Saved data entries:

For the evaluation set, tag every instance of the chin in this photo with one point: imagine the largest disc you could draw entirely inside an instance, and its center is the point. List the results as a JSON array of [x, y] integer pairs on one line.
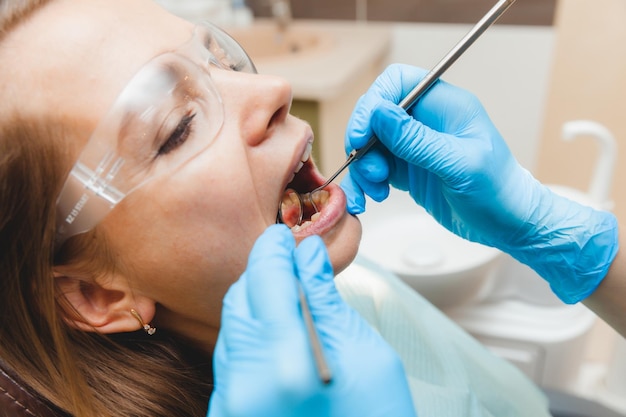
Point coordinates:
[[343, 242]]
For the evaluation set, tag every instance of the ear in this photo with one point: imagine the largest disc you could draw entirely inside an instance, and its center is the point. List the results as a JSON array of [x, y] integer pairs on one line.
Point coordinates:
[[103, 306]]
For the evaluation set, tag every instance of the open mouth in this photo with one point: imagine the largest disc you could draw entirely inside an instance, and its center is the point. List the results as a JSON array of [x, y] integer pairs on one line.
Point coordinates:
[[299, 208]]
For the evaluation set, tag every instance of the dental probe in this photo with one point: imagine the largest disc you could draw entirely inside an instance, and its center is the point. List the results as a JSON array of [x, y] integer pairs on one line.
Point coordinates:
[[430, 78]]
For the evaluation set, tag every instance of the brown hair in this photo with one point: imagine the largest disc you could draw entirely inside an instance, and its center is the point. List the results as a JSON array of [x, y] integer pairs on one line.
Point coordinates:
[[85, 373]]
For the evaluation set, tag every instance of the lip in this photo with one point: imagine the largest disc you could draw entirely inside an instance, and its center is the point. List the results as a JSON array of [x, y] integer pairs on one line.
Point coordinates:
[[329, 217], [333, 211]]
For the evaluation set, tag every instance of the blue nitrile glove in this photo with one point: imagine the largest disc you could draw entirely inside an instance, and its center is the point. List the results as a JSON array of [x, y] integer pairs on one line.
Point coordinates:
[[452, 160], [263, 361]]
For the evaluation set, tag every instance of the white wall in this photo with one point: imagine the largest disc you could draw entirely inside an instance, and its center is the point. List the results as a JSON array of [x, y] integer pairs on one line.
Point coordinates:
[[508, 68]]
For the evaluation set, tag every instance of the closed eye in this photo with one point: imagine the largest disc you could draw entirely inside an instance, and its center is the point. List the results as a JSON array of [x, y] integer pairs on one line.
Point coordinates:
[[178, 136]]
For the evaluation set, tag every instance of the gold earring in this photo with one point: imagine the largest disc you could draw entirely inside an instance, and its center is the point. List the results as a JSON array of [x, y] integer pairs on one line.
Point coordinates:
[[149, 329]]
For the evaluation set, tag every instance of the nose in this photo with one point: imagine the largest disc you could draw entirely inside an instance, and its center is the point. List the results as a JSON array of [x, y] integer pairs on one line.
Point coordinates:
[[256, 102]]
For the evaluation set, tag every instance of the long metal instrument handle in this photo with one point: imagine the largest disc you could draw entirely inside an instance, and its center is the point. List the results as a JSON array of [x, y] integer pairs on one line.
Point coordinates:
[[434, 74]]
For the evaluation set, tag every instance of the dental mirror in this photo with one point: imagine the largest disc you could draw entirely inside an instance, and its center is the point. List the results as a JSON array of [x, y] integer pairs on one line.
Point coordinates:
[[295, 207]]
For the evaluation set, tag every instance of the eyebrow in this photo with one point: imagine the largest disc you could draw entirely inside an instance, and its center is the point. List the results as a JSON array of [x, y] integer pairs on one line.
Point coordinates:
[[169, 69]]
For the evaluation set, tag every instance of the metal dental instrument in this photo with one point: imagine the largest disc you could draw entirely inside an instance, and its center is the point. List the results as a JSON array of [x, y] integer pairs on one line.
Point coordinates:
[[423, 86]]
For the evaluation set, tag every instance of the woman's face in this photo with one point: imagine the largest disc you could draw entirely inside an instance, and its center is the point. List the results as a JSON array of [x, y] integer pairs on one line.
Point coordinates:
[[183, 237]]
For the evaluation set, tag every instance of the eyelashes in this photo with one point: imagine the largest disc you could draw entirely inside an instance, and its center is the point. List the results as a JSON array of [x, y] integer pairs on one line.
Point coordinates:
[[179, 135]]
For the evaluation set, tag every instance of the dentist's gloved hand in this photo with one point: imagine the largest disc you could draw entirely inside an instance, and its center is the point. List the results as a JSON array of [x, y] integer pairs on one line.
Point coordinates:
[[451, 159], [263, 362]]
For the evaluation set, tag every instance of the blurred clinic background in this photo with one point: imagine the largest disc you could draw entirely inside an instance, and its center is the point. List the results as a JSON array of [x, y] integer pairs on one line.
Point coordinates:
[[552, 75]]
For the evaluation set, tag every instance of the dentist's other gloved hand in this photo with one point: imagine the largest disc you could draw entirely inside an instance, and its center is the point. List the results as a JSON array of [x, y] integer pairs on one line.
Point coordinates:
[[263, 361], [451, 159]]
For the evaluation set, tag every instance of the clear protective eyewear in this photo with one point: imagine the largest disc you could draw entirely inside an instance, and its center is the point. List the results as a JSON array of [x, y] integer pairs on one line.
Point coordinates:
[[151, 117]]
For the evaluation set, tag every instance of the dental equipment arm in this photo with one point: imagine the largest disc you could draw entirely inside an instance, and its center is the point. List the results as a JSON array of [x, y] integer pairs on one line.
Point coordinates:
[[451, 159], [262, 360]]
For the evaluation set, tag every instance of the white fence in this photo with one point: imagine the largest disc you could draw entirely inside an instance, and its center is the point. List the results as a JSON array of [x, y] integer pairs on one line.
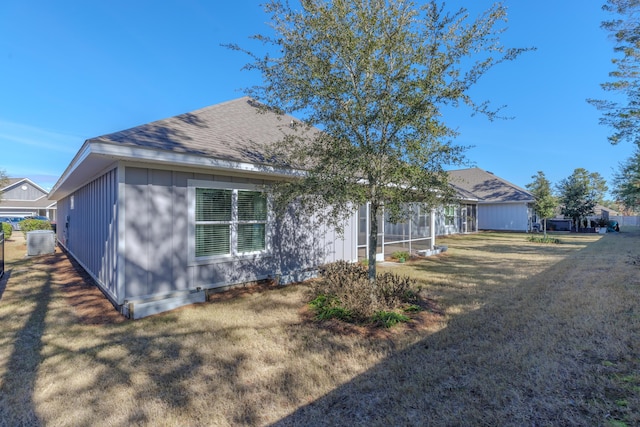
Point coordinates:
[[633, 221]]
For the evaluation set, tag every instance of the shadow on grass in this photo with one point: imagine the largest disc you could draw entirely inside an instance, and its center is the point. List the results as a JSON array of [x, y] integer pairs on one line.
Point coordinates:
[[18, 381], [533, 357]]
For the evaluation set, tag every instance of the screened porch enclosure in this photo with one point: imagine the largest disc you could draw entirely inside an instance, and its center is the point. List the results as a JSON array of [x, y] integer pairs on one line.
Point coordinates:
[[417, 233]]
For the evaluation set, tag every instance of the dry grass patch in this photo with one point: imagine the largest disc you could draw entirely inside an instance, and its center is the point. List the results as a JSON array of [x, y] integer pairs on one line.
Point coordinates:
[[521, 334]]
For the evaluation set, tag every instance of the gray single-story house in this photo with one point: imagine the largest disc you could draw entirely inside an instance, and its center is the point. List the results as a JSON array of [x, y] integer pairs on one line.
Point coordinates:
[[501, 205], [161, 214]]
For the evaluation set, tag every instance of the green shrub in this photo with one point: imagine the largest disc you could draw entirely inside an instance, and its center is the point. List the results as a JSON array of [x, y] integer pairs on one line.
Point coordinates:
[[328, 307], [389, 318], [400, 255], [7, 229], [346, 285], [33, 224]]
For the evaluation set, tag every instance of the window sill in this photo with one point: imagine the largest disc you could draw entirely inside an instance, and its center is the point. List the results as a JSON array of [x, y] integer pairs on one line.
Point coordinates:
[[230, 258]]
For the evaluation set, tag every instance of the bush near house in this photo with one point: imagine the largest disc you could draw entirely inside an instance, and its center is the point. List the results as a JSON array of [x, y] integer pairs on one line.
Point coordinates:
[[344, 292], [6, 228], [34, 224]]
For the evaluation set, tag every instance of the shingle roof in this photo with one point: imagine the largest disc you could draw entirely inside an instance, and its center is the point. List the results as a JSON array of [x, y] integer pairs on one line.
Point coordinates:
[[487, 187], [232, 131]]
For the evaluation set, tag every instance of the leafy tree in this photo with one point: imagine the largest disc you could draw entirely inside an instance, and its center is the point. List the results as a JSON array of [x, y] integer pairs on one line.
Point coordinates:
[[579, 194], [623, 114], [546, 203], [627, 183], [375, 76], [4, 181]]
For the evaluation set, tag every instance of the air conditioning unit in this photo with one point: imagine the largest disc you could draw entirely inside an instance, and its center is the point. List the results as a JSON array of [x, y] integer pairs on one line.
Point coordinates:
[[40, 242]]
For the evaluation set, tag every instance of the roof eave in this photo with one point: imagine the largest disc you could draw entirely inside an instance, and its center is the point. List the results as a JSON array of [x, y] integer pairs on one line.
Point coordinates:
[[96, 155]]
--
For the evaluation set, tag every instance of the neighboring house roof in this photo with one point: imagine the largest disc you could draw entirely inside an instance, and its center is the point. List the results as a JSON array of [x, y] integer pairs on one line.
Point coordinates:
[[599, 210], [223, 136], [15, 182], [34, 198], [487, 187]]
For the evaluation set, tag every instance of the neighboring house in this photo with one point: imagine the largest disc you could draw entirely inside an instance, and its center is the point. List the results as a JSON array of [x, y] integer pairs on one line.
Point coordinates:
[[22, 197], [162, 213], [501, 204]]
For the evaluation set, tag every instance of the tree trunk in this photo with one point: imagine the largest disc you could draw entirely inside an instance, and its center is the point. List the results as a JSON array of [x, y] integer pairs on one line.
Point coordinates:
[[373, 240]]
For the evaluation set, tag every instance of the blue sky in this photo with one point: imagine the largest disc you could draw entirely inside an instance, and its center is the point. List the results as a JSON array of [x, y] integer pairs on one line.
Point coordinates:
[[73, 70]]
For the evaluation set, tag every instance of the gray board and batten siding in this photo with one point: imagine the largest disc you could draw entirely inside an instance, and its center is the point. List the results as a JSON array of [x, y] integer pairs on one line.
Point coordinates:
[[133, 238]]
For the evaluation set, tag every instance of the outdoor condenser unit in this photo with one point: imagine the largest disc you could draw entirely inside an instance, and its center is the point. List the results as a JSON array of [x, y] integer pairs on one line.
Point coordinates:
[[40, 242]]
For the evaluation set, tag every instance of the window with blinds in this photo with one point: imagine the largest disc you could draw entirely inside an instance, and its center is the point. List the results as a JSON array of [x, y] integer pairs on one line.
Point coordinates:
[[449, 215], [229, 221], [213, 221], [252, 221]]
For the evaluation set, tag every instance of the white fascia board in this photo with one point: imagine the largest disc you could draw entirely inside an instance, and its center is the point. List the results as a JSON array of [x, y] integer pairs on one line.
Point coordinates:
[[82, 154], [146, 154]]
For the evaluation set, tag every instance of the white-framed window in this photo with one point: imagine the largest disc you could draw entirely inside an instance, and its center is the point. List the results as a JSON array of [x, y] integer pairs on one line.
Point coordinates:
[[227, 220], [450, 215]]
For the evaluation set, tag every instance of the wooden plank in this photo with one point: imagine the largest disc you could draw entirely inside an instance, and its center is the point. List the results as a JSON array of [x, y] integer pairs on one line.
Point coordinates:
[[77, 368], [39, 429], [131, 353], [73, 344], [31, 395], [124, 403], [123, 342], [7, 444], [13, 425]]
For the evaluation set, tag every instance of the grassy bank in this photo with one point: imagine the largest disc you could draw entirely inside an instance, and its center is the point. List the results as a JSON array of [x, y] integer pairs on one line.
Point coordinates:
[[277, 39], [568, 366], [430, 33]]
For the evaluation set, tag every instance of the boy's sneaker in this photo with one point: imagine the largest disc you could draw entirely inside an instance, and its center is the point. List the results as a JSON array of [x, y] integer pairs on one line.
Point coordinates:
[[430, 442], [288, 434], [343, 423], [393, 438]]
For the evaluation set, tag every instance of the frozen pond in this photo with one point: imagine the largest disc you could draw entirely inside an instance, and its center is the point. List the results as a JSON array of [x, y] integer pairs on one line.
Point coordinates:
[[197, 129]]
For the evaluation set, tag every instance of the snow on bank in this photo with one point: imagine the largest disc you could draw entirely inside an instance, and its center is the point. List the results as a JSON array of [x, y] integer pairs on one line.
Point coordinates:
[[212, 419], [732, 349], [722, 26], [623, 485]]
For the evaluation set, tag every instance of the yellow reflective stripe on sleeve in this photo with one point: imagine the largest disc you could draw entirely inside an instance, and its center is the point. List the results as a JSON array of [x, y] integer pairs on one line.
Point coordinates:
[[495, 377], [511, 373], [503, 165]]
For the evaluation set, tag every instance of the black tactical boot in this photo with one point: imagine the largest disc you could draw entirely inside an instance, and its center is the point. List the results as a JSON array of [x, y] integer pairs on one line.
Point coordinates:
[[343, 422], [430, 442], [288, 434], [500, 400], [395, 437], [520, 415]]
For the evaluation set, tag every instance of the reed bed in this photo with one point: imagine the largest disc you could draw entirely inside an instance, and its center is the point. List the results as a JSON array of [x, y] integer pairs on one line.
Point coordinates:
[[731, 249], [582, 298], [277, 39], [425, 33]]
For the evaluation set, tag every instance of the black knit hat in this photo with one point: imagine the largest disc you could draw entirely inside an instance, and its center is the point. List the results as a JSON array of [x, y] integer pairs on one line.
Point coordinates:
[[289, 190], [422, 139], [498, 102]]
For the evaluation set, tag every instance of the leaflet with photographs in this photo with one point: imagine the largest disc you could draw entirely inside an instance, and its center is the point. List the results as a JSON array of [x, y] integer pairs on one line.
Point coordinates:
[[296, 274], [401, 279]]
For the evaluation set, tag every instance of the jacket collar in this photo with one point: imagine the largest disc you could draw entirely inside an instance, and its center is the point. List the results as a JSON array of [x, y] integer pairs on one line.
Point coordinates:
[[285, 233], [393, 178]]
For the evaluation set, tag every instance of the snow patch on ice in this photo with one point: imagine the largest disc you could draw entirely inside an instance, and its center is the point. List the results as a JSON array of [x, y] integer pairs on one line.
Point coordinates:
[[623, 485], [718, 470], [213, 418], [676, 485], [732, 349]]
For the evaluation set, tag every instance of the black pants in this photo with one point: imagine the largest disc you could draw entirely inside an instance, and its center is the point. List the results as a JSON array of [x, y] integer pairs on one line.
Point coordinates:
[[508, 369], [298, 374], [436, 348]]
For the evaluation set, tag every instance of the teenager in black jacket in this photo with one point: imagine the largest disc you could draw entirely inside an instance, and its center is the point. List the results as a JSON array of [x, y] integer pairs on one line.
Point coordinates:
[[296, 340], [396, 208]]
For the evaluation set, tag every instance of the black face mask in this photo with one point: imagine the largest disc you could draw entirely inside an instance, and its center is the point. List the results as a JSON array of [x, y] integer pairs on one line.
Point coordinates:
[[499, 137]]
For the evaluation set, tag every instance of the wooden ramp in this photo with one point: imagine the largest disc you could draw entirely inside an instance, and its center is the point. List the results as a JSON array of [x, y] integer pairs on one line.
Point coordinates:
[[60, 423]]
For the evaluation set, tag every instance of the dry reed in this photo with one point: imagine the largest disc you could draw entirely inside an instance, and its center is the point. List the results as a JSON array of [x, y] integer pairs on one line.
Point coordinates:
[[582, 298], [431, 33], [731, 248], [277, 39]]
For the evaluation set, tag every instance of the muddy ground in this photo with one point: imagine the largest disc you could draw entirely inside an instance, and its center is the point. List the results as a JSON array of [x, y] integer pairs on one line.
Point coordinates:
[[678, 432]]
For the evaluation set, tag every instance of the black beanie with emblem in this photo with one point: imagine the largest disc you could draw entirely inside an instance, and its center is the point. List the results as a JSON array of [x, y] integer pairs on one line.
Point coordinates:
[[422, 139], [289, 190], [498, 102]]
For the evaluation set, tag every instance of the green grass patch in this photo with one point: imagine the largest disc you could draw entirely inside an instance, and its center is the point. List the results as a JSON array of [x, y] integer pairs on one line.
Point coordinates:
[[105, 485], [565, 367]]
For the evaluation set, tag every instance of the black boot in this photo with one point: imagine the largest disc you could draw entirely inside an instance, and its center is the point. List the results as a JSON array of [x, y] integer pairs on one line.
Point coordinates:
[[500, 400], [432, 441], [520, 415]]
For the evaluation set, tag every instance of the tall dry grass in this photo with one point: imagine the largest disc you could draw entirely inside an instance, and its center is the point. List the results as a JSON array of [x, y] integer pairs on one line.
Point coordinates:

### WRITTEN EXERCISE:
Copy out word for word the part of the items above that begins with the line containing "For the evaluation set, tag every instance of the blue nitrile" and ends with the line containing "[[452, 160], [263, 361]]", including both of those lines.

### RESPONSE TO THE EXERCISE:
For the evaluation set, tag every instance of the blue nitrile glove in this photo with one point: imagine the largest disc you could draw entirely inside an instance, and its center is the point. List the results as a JSON array of [x, y] integer pairs on one line.
Point coordinates:
[[452, 160], [263, 361]]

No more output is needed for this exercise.